TEXTO DE REFERÊNCIA:
########################################
Mahmoud Abbas, que comanda Autoridade Nacional Palestina desde 2005, diz que não disputará pleito presidencial de janeiro

Político atribui decisão à frustração com a paralisia do processo de paz e com o recuo da pressão americana para Israel congelar colônias


Bernat Armangue/Asssociated Press
Abbas anuncia renúncia à candidatura em Ramallah, Cisjordânia; sucessão ainda é uma incógnita

MARCELO NINIO
DE JERUSALÉM

Num discurso em que não poupou críticas a Israel, Estados Unidos e ao grupo rival Hamas, o presidente da Autoridade Nacional Palestina (ANP), Mahmoud Abbas, afirmou ontem que não pretende disputar a reeleição na votação convocada para janeiro de 2010.
Citando sua frustração com a paralisia do processo de paz e com o recuo da pressão americana para que Israel congele a construção de assentamentos nos territórios palestinos, Abbas disse que não tem intenção de voltar atrás, apesar das exaustivas tentativas de dissuadi-lo. Mas sua decisão de sair de cena esbarra na complexa realidade política palestina e na ausência de um sucessor claro.
Para começar, a menos de três meses da data marcada, a eleição presidencial parece longe de se tornar realidade, devido às diferenças entre as duas principais facções palestinas -o secular Fatah, de Abbas, que controla a Cisjordânia, e o islâmico Hamas, que governa a faixa de Gaza.
Abbas, 74, que substituiu o líder histórico palestino Iasser Arafat (1929-2004) como presidente da ANP, convocou a eleição unilateralmente, depois de nova tentativa fracassada de selar acordo com o Hamas.
O grupo islâmico radical rejeitou a convocação, afirmando que sem uma reconciliação boicotará as eleições.
Se a votação não ocorrer, Abbas teoricamente continua no cargo -seu mandato original já está expirado desde janeiro.
Diante desse quadro, a opinião de muitos analistas, tanto israelenses como palestinos, é de que o anúncio de Abbas tem boa dose de pressão sobre seus interlocutores. O presidente, entretanto, garantiu que não.
"Isso não é uma barganha nem uma manobra", afirmou Abbas. Ele acusou Israel de "destruir" o processo de paz com a cumplicidade dos EUA.
O presidente da ANP vive um momento de intenso desgaste, depois das críticas que sofreu por ter cedido aos apelos americanos para adiar a votação nas Nações Unidas de um relatório sobre a ofensiva israelense em Gaza no começo do ano.
########################################
[Rótulos de pontos de objetos]
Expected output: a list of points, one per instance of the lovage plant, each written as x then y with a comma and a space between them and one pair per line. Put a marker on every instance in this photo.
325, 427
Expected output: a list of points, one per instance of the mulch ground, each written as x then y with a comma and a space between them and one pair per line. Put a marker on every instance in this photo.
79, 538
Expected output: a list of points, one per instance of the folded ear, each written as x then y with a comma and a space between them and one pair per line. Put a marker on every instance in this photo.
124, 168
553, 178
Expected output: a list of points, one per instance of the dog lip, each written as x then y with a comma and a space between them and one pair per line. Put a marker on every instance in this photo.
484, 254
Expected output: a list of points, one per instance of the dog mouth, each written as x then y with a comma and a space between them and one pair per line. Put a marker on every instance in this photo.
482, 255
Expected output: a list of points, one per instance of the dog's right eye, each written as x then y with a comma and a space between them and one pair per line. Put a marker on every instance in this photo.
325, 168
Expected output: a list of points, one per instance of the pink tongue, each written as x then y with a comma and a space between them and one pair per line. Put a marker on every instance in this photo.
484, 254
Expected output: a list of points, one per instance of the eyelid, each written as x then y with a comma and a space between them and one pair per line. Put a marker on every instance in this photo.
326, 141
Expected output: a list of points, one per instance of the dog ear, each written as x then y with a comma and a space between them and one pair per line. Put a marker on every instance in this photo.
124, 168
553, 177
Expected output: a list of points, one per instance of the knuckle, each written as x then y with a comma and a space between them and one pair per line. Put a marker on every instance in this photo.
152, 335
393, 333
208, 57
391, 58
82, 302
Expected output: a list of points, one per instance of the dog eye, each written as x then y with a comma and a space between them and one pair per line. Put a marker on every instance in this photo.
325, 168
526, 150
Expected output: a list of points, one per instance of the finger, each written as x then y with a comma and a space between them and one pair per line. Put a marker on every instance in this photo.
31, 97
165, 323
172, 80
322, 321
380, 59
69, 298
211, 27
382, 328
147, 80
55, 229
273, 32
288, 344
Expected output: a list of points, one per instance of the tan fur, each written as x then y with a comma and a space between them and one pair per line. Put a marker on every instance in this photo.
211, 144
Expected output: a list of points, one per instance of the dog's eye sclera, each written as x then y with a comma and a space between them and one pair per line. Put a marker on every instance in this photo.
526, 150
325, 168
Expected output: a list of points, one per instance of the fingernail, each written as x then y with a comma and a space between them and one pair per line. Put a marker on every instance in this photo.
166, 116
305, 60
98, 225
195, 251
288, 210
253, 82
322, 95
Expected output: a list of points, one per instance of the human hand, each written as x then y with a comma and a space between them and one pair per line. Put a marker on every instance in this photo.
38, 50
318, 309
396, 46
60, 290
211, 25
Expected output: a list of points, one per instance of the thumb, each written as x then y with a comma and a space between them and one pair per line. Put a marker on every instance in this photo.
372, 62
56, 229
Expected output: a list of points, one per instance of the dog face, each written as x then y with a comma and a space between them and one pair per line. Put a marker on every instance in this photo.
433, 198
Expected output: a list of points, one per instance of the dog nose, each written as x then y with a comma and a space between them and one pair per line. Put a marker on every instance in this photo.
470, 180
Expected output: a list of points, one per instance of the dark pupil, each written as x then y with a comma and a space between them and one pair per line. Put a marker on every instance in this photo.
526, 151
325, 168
########################################
TAREFA ESCRITA 1: De acordo com a reportagem sobre a decisão de Mahmoud Abbas, desde que ano ele comanda a Autoridade Nacional Palestina?
TAREFA ESCRITA 2: Escreva a continuação da reportagem sobre a decisão de Mahmoud Abbas, começando logo após a última frase apresentada.
Os registros foram obtidos de uma fonte diferente da do texto.

RESPOSTA DO EXERCÍCIO 1: Desde 2005.

RESPOSTA DO EXERCÍCIO 2:
O relatório Goldstone, que acusa Israel de crimes de guerra, acabou sendo aprovado na ONU, mas a pressão doméstica sobre Abbas manteve-se latente. Ela aumentou depois que a secretária de Estado dos EUA, Hillary Clinton, mostrou tolerância com a recusa israelense em congelar os assentamentos, durante visita a Israel no último fim de semana.
"Ficamos surpresos com as recentes declarações dos americanos, que parecem apoiar a posição de Israel", queixou-se o presidente da ANP.
Assessores disseram que estão insistindo para que continue ele candidato à reeleição.

Reações
O governo americano pareceu entender que a decisão de Abbas é irreversível. "Estou pronta a trabalhar com o presidente Abbas em qualquer que seja a sua nova capacidade", disse ontem Hillary.
O ministro da Defesa de Israel, Ehud Barak, disse ter esperanças de que a decisão não prejudique uma eventual retomada das negociações de paz, congeladas desde a ofensiva israelense na faixa de Gaza, em dezembro e janeiro.
O Hamas viu no pronunciamento de Abbas a comprovação de que o processo de paz está morto. "Nosso conselho é que ele encare o povo palestino e diga francamente que o caminho da negociação fracassou", disse Sami Abu Zuhri, porta-voz do grupo islâmico.
Israel reagiu com cautela, manifestando esperança de que Abbas aceite retomar a negociação sem precondições.
Abbas é um dos últimos líderes históricos da ANP, e sua saída, se confirmada, deixará um vácuo que poucos arriscam prever como será preenchido. "Não há sucessores óbvios", diz o cientista político Said Zeidani, da Universidade Beir Zeit, nos arredores de Ramallah, Cisjordânia. "A briga pela sucessão será feroz", prevê.